ACTIONS TO TAKE:
[1] Write out the passage of the optimization question that begins at "Non-convex numerical optimization" and ends at "absurdly large values.".
[2] Answer these questions about the optimization question:
(a) What kind of functions are $L_1$ and $L_2$?
(b) On the contour plot of $L_1$, what do the black X marks show?
(c) What tool does the poster suggest might show that one function is more curved at a point than the other?

TEXT EXCERPT:
§ §

Non-convex numerical optimization

79 Views Asked by At

I am looking for a way how to prove/show that one problem is easier to optimize(more robust to starting guesses) than another.

Suppose I have two non-convex functions from $L_1,L_2:\mathbb{R_+}^8\rightarrow\mathbb{R}$, and I am trying to numerically find their minimum on an unconstrained support $\mathbb{R}_+$.

Specifically I am dealing with two types of log-likelihood functions for the same data. However, where $L_2$ seems agnostic to starting points, $L_1$ converges to different local minima.

I have investigated contour subplots of $L_1$, i.e. keeping all parameters fixed except varying two of them. On the plot below black X are starting points, blue diamonds are points marked as local optima by the solver and red points are those points where optimizer converged to absurdly large values.

Contour plot of L_1 showcasing convergence to different local minima (blue diamonds), points of failed convergence(red squares)

I notice that $L_2$ does not exhibit this behaviour (even though structurally is very similar to $L_1$) and therefore is more robust to the choice of starting guesses. I would like to get an idea why this happens. I have noticed that when comparing the two functions in some subspace of $\mathbb{R}^8$, $L_2$ is more "curved" than the other, as shown in a plot bellow. enter image description here

Can this be the reason and if so is there a mathematical (even numerical) way to show that one is more curved at a particular point than the other (perhaps using Hessian)?

Thanks!

§ §

MATERIAL SUPPLIED:
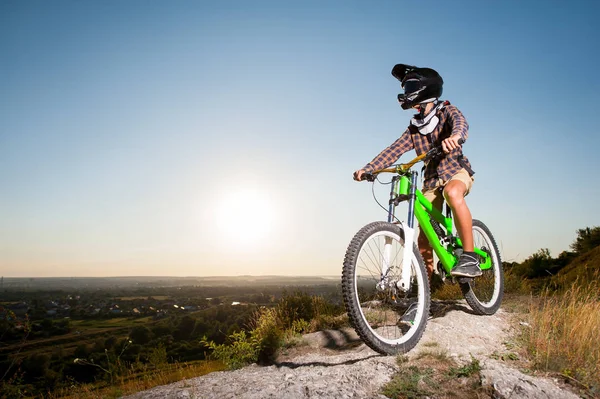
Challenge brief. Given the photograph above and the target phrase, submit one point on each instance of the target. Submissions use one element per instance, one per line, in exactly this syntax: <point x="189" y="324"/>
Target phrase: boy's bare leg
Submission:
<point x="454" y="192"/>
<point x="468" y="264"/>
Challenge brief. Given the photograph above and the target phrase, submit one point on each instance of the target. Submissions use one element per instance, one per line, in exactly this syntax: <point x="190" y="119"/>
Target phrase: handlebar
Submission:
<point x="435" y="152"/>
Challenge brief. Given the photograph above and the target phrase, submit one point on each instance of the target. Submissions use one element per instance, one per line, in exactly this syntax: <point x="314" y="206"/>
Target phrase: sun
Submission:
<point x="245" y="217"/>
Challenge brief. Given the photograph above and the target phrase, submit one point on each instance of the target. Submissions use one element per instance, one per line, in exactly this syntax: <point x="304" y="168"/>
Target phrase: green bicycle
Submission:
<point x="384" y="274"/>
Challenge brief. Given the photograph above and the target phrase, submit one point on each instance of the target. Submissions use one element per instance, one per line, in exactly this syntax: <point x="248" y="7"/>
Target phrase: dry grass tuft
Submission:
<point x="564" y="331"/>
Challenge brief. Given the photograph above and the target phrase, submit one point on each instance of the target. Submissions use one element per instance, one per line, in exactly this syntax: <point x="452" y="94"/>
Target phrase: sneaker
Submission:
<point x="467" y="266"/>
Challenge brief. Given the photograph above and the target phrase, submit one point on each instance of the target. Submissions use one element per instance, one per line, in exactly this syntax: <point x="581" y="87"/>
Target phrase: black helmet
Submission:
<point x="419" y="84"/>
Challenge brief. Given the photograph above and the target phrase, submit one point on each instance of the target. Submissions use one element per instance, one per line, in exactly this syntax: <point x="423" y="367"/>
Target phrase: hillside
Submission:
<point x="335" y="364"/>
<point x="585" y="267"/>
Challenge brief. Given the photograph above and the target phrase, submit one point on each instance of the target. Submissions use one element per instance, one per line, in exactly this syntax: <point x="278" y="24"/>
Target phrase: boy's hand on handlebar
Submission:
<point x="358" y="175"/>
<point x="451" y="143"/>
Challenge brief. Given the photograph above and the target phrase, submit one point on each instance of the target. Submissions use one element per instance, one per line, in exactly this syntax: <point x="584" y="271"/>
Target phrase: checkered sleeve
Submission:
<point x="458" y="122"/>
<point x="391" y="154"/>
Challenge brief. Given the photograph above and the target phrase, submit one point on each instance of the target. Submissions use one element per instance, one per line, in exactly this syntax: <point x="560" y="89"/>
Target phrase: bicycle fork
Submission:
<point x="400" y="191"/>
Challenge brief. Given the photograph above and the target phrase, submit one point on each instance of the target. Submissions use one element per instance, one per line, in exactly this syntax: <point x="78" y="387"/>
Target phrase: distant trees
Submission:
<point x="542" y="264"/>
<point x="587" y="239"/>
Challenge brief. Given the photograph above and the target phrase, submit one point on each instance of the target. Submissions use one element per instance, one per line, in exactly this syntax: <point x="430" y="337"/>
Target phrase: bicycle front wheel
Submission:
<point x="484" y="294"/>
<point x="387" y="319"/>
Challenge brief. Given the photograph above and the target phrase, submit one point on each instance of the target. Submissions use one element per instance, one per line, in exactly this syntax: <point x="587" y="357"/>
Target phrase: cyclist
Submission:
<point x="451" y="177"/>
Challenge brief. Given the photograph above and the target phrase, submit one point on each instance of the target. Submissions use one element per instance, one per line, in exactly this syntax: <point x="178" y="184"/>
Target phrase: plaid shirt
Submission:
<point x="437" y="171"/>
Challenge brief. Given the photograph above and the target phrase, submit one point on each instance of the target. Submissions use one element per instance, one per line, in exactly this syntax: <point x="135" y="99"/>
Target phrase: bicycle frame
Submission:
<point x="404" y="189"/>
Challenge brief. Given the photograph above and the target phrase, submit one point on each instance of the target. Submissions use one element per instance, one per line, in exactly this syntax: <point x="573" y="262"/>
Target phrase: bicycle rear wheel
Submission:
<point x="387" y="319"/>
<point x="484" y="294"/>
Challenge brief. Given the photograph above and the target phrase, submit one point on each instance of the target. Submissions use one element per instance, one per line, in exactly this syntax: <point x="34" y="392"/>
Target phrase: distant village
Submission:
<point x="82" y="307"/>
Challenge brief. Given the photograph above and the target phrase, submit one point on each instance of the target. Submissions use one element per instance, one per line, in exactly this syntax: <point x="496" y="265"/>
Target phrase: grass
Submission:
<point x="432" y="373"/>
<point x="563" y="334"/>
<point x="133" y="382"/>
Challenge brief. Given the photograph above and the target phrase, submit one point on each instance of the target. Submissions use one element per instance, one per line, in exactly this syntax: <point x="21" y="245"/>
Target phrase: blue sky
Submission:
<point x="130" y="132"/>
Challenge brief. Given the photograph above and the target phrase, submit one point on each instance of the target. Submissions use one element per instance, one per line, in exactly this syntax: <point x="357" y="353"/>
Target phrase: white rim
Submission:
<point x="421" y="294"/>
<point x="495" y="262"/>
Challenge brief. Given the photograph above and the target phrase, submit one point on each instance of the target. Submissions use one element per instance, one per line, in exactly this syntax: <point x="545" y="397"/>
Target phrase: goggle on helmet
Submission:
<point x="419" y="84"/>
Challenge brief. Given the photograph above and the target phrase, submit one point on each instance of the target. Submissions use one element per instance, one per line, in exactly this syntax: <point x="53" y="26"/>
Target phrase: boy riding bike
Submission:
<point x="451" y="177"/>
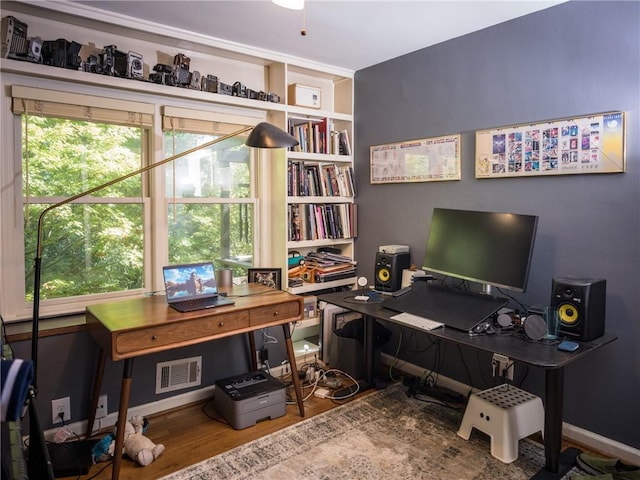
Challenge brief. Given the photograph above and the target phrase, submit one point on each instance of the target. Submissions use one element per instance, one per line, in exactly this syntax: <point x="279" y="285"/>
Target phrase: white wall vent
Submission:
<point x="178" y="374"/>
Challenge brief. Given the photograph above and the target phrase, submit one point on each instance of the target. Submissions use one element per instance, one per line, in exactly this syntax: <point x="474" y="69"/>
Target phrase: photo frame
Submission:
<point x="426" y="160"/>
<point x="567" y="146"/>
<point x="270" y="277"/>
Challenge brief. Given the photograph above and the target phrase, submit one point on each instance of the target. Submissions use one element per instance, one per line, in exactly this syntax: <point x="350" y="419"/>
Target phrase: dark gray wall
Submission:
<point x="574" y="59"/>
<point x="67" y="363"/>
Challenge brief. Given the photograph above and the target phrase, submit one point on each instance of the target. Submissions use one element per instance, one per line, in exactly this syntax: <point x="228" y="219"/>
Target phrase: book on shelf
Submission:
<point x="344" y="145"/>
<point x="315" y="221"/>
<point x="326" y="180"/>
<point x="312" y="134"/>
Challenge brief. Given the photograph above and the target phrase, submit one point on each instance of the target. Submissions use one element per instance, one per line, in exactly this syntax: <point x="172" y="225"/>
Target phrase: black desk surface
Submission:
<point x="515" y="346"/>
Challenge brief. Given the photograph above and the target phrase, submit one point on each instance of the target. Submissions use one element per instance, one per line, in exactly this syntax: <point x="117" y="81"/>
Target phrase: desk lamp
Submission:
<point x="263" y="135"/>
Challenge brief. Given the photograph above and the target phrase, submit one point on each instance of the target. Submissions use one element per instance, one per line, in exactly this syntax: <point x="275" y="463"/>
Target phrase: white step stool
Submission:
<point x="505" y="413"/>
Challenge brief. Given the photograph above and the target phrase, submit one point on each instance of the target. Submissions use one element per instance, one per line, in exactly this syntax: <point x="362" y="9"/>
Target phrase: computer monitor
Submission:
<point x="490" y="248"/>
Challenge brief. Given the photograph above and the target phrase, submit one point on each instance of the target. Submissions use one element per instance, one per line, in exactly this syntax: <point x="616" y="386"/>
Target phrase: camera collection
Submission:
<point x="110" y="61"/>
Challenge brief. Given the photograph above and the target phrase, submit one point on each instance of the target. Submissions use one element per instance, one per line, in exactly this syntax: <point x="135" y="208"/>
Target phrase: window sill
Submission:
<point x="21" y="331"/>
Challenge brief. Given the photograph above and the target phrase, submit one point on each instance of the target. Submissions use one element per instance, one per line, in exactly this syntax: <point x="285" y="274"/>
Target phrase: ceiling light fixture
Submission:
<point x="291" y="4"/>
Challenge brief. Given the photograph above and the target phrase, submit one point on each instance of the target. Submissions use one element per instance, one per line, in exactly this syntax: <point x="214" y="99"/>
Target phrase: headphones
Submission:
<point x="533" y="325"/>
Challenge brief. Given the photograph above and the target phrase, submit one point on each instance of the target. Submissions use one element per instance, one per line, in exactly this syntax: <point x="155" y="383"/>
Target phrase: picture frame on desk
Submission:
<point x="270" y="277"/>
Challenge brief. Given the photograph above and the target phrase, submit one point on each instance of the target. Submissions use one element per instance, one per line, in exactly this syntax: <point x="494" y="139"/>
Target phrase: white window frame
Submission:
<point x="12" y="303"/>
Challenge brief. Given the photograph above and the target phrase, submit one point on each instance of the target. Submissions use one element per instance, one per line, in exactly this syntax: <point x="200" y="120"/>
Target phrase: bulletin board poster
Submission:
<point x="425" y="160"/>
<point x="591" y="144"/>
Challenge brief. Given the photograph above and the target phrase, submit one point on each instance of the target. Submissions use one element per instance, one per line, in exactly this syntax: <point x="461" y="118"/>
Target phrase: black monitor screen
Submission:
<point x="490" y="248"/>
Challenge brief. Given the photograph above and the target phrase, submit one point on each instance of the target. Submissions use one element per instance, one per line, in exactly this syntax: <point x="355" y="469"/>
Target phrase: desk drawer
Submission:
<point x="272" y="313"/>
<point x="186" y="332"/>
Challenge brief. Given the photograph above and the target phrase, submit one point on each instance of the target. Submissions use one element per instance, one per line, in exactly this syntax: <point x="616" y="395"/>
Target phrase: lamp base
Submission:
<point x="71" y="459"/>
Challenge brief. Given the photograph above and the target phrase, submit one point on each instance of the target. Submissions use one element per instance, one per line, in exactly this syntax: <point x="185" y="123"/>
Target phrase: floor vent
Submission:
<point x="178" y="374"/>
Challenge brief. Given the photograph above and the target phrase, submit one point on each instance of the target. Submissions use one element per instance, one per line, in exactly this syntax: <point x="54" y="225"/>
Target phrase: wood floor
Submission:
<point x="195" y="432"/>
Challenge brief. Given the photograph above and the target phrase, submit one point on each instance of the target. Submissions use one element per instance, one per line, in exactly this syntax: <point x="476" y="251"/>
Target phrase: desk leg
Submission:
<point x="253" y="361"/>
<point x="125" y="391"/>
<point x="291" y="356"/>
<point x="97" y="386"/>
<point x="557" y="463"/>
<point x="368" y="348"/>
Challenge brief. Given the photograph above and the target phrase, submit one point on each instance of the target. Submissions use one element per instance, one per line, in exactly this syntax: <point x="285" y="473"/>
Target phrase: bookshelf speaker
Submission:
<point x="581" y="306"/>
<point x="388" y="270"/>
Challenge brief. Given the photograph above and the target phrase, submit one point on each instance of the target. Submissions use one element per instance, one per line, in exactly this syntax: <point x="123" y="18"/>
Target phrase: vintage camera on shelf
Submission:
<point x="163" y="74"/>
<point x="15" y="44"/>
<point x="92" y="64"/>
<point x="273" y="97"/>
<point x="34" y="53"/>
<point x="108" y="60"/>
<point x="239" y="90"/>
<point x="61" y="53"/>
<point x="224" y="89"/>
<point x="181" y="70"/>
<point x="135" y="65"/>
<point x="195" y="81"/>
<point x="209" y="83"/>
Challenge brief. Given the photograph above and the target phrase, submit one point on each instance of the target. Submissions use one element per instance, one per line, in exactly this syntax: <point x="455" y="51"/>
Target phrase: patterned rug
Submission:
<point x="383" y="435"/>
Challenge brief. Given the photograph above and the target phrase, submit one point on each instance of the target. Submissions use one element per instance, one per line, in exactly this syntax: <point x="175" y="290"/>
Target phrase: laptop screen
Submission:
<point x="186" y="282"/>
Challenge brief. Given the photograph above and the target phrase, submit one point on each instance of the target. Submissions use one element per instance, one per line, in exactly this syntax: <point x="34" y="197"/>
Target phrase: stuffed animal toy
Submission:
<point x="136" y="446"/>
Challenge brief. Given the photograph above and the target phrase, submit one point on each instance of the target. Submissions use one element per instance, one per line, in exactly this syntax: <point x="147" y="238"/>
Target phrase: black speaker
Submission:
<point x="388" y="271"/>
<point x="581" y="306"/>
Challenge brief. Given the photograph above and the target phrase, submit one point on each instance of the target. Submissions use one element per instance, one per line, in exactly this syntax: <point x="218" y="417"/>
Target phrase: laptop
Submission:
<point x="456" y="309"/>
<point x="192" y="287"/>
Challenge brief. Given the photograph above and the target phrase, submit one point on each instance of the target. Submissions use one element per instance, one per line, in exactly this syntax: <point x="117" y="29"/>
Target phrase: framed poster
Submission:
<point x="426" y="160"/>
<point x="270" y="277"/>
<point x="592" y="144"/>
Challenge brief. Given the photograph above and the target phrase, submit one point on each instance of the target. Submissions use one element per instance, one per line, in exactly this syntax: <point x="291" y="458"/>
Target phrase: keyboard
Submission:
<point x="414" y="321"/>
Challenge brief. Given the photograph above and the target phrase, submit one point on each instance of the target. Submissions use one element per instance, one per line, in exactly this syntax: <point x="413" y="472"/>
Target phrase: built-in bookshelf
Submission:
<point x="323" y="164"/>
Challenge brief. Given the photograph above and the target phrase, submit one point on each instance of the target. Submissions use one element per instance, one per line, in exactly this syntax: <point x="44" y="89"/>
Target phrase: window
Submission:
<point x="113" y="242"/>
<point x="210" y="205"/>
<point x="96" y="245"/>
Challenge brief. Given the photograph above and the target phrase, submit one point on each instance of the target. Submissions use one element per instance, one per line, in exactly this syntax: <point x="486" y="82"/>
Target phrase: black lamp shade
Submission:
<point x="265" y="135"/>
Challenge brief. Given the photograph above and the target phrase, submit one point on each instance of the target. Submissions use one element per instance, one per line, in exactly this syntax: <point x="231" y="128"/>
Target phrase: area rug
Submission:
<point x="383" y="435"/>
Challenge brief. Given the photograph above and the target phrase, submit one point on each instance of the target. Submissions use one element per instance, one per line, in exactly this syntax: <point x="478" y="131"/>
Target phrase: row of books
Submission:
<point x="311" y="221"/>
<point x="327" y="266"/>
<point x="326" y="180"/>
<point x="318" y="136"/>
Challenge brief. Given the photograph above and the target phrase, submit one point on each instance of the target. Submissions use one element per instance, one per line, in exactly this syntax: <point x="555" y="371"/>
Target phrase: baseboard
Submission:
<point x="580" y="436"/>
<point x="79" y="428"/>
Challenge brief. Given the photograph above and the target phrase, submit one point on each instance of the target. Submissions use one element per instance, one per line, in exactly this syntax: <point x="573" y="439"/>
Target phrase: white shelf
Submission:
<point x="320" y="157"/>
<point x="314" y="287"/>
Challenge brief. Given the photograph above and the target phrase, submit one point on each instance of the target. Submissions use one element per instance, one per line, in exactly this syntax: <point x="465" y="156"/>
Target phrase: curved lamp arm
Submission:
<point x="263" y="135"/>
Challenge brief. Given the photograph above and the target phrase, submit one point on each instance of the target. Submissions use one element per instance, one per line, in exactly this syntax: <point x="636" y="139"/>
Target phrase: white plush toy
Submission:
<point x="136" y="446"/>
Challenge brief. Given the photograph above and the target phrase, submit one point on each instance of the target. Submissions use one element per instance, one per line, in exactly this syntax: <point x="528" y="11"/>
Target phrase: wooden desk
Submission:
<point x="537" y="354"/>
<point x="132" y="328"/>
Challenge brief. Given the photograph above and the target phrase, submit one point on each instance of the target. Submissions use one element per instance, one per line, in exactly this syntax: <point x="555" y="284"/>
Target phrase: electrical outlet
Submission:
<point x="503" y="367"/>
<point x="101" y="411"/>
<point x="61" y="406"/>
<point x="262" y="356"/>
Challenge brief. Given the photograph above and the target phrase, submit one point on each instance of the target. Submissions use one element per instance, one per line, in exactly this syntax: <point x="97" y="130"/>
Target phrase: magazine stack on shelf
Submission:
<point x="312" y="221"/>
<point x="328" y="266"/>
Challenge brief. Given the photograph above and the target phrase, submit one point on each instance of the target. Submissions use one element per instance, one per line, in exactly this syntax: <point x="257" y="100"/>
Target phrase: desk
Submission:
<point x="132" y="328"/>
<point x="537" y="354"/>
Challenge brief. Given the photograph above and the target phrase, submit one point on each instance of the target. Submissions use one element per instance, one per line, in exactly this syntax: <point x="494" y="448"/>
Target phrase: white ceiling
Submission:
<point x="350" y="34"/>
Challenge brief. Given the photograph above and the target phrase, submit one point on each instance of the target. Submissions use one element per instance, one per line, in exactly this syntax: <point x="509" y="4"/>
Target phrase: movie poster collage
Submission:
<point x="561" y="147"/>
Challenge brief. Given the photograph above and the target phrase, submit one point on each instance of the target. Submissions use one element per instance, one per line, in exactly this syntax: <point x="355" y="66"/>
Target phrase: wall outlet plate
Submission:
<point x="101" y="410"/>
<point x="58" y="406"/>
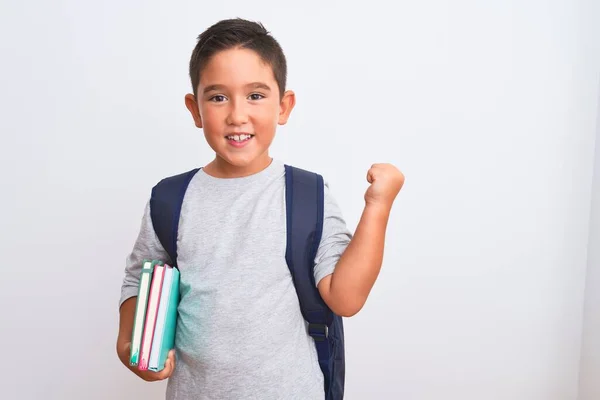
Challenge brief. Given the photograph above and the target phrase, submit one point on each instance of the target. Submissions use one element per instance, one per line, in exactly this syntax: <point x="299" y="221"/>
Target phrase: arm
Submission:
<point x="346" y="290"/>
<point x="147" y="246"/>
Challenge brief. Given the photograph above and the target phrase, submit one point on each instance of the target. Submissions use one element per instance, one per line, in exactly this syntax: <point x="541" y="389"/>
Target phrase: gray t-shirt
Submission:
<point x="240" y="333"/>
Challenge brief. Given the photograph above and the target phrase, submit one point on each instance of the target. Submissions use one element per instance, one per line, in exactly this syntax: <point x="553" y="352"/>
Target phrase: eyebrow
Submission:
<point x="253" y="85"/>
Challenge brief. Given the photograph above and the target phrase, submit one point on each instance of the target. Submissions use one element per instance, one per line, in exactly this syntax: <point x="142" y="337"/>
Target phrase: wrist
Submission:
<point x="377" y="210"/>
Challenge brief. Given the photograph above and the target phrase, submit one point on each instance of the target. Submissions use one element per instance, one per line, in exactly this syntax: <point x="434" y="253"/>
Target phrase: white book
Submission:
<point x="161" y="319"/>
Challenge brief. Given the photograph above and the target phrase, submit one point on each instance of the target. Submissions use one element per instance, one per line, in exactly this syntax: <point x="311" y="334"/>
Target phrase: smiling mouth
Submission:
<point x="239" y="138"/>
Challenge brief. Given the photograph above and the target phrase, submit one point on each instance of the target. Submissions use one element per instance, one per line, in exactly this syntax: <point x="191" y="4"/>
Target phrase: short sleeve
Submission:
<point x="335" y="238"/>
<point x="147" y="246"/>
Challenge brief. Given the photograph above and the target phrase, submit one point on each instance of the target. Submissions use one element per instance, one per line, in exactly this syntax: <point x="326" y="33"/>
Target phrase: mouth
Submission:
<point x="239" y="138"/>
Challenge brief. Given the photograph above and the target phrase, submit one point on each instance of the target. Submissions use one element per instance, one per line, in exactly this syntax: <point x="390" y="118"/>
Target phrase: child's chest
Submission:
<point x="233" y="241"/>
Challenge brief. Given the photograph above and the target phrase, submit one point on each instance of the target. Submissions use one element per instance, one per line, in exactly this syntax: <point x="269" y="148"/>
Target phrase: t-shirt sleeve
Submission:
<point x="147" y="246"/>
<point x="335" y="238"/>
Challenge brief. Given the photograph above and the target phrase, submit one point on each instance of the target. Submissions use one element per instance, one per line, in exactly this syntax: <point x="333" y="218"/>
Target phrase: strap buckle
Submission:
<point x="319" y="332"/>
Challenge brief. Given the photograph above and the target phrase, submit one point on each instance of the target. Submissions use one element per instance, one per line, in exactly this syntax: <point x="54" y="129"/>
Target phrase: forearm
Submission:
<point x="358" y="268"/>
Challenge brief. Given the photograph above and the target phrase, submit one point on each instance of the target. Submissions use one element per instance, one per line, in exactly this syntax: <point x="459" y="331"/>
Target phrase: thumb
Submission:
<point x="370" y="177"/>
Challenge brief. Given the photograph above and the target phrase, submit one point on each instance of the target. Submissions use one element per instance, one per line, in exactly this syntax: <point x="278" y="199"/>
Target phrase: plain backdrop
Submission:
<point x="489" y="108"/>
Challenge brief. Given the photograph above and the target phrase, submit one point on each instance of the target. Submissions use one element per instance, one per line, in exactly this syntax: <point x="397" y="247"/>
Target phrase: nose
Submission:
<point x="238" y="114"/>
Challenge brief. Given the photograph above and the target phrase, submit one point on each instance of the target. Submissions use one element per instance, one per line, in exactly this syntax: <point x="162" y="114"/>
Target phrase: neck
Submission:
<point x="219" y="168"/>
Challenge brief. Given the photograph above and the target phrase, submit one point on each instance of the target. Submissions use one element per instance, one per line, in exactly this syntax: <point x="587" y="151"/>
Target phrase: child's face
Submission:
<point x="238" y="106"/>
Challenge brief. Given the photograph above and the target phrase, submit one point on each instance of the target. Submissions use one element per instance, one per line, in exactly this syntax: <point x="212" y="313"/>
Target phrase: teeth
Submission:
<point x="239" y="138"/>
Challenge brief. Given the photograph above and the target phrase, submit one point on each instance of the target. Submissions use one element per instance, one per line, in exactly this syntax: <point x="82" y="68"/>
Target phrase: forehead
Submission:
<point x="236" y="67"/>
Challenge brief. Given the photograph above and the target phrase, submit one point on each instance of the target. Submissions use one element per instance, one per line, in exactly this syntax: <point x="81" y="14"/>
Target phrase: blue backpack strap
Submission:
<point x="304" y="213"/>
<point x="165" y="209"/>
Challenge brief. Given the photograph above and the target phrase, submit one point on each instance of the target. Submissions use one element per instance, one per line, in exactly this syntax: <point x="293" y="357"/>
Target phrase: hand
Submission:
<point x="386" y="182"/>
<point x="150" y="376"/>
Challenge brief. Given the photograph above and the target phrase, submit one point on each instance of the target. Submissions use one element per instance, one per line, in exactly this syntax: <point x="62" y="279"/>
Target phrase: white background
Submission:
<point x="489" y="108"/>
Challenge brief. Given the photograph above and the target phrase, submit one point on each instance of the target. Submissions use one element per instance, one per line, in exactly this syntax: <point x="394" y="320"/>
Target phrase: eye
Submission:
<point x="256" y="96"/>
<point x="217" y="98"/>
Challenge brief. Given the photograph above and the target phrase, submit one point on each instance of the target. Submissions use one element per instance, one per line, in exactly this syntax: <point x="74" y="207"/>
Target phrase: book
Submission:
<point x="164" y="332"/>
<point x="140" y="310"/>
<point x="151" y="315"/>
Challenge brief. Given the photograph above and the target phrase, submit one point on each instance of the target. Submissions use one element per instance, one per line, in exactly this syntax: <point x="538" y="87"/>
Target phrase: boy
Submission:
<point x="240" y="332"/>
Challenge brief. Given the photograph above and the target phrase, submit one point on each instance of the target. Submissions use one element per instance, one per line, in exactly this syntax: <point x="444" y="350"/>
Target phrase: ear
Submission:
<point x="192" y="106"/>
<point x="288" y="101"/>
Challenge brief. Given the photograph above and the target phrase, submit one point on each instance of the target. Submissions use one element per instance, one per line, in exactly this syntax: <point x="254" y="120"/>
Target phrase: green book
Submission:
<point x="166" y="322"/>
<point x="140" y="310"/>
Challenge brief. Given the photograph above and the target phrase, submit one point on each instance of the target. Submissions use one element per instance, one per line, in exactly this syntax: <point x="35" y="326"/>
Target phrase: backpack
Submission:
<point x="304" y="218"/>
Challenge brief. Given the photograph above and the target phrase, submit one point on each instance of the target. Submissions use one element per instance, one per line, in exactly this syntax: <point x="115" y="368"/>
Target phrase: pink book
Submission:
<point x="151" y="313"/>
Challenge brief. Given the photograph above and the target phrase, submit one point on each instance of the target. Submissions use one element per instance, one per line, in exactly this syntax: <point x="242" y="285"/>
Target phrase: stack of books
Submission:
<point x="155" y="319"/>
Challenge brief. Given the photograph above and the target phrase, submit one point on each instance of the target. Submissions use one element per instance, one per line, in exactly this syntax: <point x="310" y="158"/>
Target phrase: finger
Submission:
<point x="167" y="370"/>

§ §

RESPONSES IN ORDER:
[1]
Non-convex numerical optimization

79 Views Asked by At

I am looking for a way how to prove/show that one problem is easier to optimize(more robust to starting guesses) than another.

Suppose I have two non-convex functions from $L_1,L_2:\mathbb{R_+}^8\rightarrow\mathbb{R}$, and I am trying to numerically find their minimum on an unconstrained support $\mathbb{R}_+$.

Specifically I am dealing with two types of log-likelihood functions for the same data. However, where $L_2$ seems agnostic to starting points, $L_1$ converges to different local minima.

I have investigated contour subplots of $L_1$, i.e. keeping all parameters fixed except varying two of them. On the plot below black X are starting points, blue diamonds are points marked as local optima by the solver and red points are those points where optimizer converged to absurdly large values.

[2]
(a) Two types of log-likelihood functions for the same data.
(b) Starting points.
(c) The Hessian.